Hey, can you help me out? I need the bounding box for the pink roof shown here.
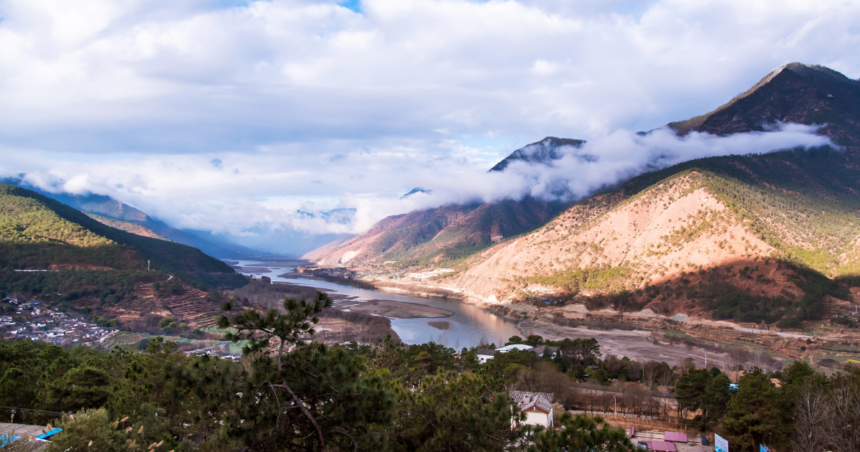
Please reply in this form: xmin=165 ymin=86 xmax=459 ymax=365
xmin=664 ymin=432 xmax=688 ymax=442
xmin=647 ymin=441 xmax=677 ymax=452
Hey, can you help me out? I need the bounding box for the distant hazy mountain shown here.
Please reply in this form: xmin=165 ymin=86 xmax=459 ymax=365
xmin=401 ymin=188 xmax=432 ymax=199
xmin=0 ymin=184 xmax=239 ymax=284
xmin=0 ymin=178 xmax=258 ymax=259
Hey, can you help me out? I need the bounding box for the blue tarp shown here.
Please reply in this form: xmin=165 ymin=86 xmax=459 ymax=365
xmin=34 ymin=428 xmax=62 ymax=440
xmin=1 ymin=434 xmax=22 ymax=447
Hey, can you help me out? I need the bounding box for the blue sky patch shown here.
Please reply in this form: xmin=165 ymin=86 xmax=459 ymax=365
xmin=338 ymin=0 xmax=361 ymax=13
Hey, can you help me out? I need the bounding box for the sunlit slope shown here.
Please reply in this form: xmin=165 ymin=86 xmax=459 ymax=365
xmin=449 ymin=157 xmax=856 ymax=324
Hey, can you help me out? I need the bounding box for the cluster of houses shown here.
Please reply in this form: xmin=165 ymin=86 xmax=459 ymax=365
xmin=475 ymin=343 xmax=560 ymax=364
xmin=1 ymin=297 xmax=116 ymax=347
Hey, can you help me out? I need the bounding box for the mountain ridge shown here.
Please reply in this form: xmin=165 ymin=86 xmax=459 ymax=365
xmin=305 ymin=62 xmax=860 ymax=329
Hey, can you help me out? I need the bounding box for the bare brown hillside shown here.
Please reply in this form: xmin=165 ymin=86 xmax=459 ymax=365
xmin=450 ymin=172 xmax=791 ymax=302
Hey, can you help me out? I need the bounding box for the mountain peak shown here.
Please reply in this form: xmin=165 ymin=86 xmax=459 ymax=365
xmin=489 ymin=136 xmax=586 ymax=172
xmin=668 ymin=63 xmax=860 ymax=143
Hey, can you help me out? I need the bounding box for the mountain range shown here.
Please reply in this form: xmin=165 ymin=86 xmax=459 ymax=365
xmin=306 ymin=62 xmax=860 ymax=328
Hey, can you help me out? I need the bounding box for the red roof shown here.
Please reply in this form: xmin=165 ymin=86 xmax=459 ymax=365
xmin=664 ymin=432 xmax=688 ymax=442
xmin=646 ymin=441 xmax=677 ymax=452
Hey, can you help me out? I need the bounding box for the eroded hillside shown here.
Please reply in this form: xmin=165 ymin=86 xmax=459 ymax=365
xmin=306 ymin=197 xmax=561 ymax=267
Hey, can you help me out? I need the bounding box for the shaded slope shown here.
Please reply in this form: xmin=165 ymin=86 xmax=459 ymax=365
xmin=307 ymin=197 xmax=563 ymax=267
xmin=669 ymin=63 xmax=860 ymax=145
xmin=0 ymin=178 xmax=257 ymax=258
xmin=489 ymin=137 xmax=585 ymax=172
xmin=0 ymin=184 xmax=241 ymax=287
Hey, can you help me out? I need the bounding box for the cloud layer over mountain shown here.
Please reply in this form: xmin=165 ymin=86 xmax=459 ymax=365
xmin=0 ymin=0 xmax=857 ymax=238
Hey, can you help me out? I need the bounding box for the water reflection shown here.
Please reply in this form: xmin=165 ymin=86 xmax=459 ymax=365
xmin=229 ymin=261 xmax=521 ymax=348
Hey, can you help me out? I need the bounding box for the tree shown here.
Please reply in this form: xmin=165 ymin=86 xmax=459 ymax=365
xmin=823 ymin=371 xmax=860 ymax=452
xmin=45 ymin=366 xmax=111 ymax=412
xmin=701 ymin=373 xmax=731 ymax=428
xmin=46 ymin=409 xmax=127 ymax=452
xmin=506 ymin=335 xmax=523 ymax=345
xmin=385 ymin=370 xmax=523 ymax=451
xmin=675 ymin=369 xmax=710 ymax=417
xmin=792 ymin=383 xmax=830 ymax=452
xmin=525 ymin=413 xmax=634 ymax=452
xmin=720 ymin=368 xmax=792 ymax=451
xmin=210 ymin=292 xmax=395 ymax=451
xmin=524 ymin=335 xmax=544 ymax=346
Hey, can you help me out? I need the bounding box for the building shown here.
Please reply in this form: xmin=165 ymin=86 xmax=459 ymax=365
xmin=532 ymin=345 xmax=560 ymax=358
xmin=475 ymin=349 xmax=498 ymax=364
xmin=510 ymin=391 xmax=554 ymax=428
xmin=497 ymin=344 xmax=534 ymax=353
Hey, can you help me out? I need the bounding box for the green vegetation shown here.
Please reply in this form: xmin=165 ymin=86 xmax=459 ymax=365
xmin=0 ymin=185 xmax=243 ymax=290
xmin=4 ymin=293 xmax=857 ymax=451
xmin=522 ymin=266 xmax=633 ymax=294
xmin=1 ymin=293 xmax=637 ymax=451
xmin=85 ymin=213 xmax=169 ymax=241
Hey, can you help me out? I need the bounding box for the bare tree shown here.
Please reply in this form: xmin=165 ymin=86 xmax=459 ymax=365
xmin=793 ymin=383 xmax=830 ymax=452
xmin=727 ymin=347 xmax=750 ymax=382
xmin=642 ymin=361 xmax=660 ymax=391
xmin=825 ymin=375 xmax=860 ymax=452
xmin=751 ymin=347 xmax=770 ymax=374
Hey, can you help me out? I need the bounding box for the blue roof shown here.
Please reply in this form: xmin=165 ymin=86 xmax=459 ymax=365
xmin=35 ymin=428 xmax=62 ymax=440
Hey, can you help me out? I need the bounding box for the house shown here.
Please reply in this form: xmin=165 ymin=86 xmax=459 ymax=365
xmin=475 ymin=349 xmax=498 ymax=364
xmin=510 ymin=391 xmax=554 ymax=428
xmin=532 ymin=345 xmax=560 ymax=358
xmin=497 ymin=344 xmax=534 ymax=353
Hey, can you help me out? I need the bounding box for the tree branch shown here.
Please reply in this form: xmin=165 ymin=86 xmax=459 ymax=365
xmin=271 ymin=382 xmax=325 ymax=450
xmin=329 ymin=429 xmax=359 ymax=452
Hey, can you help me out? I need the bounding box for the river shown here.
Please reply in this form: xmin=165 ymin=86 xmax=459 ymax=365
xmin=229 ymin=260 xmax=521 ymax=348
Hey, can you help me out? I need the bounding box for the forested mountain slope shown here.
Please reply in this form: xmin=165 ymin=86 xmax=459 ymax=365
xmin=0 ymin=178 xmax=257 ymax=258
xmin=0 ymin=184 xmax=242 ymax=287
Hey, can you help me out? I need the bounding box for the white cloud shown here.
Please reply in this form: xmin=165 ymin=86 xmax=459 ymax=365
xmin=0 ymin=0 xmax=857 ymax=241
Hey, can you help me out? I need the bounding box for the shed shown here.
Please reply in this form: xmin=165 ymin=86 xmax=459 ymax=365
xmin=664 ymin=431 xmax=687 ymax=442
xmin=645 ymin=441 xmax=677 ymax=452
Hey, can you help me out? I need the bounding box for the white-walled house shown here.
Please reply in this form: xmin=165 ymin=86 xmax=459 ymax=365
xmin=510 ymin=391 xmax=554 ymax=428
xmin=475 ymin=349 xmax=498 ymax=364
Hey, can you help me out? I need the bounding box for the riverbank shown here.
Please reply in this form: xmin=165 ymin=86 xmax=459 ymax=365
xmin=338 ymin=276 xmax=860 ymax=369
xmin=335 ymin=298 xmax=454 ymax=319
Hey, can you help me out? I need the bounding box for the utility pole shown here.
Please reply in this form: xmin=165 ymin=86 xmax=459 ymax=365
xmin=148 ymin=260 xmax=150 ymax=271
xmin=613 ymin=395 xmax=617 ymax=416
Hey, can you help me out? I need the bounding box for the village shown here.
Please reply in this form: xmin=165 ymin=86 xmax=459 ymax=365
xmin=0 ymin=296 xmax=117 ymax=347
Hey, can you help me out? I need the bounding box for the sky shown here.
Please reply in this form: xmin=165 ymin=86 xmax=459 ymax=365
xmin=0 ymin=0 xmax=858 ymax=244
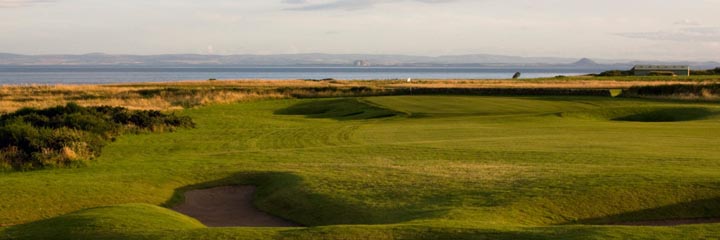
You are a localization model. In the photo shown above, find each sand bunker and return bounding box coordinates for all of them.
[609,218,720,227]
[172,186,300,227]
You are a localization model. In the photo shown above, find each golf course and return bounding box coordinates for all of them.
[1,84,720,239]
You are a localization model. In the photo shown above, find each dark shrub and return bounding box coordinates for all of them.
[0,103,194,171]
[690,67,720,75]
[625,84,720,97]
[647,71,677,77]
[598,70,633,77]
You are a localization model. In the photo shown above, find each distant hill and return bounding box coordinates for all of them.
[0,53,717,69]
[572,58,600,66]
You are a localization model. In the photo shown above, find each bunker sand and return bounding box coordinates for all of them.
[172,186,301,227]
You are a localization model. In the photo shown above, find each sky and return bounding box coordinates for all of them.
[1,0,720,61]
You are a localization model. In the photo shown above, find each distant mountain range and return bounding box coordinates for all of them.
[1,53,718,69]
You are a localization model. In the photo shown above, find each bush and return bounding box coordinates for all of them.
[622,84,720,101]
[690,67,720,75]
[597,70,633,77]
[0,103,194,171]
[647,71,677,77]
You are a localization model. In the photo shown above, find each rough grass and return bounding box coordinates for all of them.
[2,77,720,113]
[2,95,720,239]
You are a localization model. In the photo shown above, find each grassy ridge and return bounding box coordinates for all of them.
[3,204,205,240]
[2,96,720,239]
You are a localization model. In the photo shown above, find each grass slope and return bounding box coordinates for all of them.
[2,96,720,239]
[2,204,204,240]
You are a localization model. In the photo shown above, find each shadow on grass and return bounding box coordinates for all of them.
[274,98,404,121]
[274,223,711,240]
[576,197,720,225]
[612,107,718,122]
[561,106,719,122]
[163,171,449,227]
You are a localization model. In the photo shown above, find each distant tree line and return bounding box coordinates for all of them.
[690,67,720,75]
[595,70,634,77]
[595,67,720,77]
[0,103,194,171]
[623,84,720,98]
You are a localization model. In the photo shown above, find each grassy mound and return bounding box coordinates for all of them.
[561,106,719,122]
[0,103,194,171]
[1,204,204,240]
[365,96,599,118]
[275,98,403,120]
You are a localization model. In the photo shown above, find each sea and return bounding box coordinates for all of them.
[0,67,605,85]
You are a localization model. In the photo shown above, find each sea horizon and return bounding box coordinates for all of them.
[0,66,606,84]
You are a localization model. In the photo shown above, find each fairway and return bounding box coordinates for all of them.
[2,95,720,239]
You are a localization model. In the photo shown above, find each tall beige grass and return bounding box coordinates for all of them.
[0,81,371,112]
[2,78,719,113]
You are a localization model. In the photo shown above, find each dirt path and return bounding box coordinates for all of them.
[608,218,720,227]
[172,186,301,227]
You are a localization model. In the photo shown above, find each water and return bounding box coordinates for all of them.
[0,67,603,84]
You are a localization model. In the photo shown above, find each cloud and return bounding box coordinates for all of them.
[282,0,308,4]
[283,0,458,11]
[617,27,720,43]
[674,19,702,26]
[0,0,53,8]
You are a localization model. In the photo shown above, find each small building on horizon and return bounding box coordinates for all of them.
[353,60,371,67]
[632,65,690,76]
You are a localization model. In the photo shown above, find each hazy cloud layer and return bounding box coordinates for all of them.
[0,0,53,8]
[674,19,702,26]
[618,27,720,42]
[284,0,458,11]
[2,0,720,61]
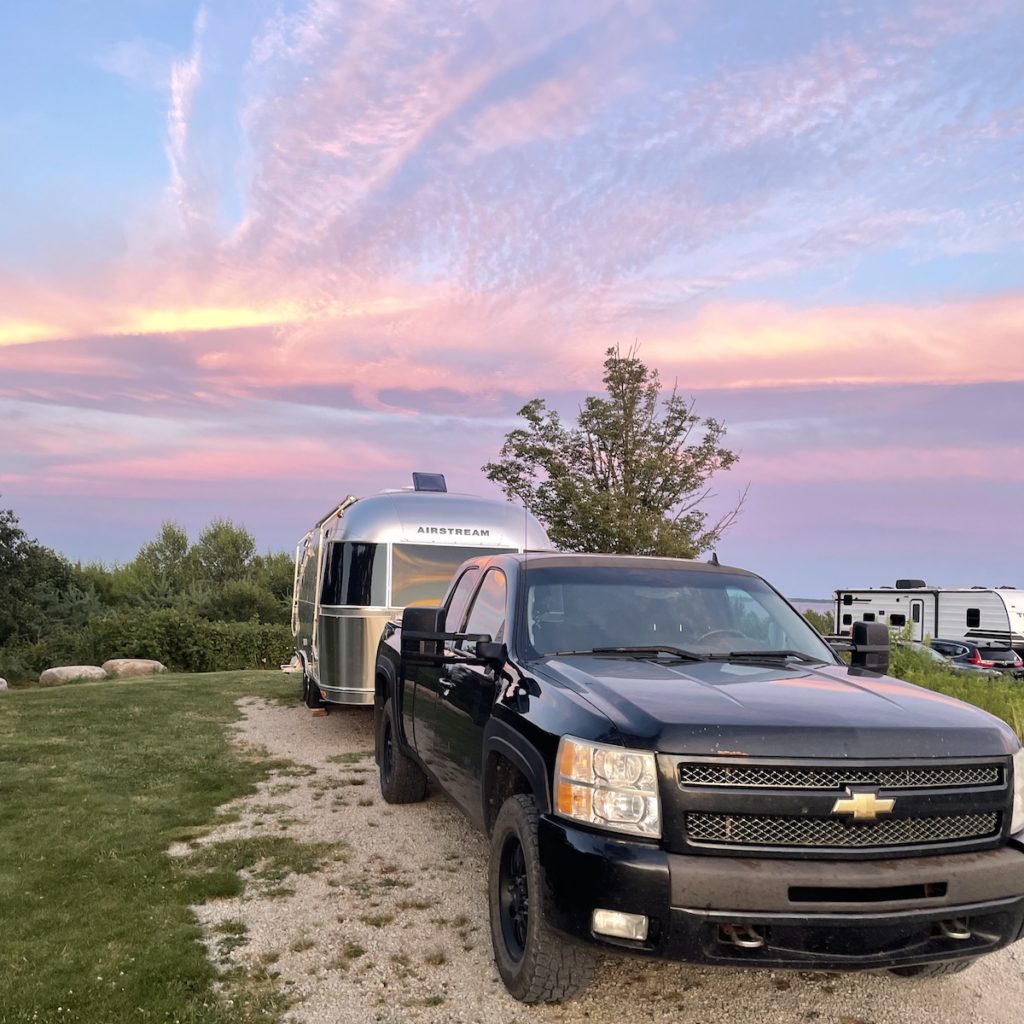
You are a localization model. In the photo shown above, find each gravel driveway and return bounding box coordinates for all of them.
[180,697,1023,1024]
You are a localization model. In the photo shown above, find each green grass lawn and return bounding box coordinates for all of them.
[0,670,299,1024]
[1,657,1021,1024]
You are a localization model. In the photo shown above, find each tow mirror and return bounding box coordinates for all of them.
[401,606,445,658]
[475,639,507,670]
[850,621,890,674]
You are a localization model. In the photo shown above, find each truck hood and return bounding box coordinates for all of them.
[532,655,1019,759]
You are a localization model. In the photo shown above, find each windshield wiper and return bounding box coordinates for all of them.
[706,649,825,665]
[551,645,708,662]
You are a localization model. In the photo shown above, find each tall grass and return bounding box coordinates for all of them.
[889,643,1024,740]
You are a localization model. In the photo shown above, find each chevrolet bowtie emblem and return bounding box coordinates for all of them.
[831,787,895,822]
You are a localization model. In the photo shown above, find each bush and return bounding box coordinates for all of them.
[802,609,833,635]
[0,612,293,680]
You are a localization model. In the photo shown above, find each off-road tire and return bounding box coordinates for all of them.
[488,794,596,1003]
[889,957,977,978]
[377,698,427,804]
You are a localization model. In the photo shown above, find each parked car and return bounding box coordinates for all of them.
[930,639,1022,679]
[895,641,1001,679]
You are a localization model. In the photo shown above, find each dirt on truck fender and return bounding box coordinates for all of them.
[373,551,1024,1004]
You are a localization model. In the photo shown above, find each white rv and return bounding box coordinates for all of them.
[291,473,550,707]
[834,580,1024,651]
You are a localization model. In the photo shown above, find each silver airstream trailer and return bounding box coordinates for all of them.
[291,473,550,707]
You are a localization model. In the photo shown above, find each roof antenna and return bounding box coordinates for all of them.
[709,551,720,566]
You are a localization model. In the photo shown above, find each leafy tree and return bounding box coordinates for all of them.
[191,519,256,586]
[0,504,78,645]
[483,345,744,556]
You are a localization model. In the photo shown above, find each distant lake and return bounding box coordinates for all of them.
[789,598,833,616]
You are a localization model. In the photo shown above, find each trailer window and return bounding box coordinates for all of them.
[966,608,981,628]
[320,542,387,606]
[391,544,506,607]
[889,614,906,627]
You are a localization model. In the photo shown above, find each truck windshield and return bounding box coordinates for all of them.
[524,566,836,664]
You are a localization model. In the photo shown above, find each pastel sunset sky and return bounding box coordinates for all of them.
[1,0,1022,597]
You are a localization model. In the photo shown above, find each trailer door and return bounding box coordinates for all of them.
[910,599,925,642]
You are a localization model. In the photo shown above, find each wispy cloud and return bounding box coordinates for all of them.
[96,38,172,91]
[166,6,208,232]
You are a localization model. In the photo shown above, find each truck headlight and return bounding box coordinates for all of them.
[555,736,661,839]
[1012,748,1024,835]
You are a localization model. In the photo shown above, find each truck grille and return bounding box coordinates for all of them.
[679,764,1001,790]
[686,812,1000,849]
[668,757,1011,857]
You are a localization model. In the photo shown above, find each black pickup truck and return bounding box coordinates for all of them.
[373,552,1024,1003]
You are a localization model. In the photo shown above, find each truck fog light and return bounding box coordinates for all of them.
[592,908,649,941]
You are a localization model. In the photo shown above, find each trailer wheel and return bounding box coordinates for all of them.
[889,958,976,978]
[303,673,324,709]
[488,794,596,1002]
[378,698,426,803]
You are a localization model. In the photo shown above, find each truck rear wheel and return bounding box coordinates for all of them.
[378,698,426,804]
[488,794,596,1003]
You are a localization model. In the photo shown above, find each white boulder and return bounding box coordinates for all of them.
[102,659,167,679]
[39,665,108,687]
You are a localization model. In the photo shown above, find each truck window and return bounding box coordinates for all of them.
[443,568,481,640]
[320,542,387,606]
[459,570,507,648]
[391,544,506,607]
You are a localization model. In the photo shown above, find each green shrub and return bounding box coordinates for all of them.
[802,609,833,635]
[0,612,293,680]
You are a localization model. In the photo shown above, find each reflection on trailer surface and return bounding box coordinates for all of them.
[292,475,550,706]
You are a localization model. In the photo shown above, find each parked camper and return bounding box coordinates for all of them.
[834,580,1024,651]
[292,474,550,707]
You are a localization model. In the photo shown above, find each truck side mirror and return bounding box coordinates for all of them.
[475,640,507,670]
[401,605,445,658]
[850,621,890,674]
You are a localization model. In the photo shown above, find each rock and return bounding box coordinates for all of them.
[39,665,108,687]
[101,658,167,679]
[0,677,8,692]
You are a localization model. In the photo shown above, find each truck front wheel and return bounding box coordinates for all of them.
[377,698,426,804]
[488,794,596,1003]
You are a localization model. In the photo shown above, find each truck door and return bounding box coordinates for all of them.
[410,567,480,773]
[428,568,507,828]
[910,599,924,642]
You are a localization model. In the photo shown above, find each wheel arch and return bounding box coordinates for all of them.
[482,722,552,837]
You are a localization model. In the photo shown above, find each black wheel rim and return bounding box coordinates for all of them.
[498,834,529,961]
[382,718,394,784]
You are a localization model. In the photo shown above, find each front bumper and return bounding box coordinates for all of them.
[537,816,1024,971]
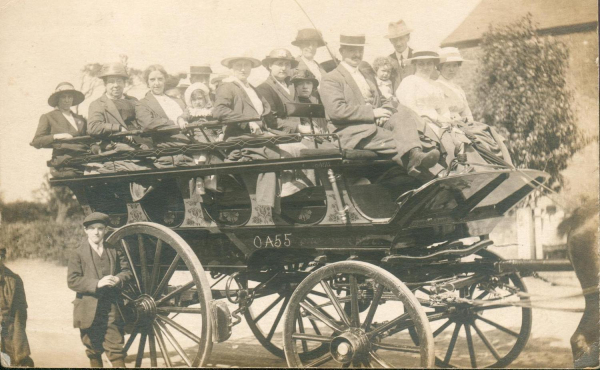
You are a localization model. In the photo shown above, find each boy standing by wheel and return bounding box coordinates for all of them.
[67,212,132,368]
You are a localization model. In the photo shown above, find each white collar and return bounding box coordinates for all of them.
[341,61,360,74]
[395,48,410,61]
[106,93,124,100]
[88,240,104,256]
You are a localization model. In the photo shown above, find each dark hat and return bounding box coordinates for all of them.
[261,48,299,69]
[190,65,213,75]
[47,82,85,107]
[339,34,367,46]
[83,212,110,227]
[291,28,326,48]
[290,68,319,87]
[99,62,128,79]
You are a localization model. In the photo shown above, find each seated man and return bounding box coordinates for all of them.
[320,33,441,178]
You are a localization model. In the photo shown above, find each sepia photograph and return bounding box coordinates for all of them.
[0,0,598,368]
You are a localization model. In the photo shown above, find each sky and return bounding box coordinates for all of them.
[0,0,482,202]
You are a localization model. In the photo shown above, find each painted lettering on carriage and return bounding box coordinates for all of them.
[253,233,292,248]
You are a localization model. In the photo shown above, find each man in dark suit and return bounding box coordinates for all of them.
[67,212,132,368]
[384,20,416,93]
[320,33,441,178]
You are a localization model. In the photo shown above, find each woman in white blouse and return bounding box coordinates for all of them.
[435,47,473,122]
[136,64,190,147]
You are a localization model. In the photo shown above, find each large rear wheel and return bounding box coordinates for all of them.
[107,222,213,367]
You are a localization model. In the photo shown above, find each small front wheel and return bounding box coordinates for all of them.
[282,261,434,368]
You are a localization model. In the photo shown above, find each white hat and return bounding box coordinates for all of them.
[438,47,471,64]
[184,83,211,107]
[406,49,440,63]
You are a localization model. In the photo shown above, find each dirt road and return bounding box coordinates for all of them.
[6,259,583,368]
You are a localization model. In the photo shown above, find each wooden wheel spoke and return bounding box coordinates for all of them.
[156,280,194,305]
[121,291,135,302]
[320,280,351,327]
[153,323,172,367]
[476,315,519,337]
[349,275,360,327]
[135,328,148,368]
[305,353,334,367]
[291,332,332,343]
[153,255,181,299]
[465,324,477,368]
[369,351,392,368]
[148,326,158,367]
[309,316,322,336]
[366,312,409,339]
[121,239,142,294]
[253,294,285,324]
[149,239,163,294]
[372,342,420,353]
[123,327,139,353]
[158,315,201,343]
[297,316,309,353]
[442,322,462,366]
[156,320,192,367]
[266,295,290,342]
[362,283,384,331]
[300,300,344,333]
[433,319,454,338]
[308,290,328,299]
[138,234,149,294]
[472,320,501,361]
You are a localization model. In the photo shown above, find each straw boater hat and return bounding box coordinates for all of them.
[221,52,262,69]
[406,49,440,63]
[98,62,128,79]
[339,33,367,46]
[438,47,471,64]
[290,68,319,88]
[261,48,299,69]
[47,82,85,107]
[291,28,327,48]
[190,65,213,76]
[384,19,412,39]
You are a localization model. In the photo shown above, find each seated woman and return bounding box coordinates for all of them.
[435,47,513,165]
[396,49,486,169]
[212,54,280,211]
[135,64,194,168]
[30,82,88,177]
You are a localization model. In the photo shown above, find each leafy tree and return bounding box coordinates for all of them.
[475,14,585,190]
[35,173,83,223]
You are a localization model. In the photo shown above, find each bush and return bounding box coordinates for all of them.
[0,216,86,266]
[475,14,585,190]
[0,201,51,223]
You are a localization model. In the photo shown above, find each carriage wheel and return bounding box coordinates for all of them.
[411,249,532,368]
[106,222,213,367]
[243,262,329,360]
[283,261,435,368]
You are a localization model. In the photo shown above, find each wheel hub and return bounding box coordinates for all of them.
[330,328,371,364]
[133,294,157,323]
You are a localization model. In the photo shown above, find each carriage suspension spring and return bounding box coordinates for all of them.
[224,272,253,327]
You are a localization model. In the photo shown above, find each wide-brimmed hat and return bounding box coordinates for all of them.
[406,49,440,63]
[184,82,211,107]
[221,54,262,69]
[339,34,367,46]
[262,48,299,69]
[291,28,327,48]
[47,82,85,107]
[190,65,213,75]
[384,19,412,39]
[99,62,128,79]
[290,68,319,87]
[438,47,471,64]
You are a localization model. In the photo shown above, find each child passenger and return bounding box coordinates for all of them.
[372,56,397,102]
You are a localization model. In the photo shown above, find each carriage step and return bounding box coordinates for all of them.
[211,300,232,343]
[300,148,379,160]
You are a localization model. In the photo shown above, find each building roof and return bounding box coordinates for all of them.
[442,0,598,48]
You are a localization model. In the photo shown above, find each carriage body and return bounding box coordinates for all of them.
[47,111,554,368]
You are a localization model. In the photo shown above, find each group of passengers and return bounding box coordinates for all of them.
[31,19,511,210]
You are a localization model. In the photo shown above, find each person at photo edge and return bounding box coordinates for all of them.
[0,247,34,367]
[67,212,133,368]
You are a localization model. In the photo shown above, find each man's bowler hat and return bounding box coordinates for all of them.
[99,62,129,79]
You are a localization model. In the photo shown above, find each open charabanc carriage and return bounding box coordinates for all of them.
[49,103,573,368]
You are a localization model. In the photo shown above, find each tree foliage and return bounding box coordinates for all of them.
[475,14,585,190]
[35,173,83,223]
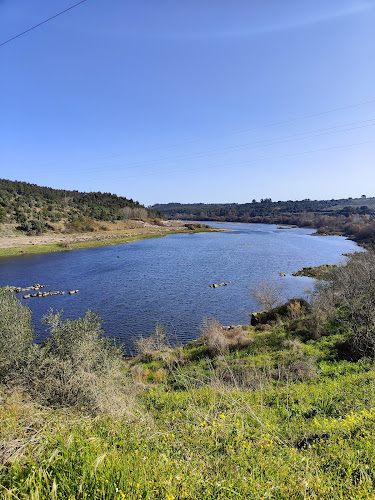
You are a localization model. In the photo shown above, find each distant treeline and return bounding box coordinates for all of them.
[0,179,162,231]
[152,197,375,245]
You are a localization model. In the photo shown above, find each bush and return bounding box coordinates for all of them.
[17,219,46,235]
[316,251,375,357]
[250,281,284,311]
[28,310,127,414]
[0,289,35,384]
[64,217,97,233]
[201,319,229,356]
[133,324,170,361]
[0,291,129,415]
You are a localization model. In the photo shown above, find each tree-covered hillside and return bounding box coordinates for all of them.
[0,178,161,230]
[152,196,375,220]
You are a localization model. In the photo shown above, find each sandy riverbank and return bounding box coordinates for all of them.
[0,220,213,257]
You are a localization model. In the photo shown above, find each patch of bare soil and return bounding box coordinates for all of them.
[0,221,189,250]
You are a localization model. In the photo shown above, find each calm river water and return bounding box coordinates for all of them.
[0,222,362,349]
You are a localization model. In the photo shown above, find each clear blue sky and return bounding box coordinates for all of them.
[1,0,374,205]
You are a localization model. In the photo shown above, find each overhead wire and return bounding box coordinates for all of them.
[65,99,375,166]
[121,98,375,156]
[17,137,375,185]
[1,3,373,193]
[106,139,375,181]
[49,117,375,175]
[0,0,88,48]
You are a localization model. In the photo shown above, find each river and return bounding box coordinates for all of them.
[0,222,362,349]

**Description of the task:** The expected output is exactly the lines of the listing above between the line holding "over mountain shown here." and the line holding "reflection shown here.", inclusive.

**Written answer:**
Hey, can you help me out? I need the bounding box for the cloud layer over mountain shown here.
Please reply in this form: xmin=165 ymin=86 xmax=459 ymax=365
xmin=0 ymin=0 xmax=857 ymax=238
Hey, can you help me out? I need the bounding box for the water reflection shown here.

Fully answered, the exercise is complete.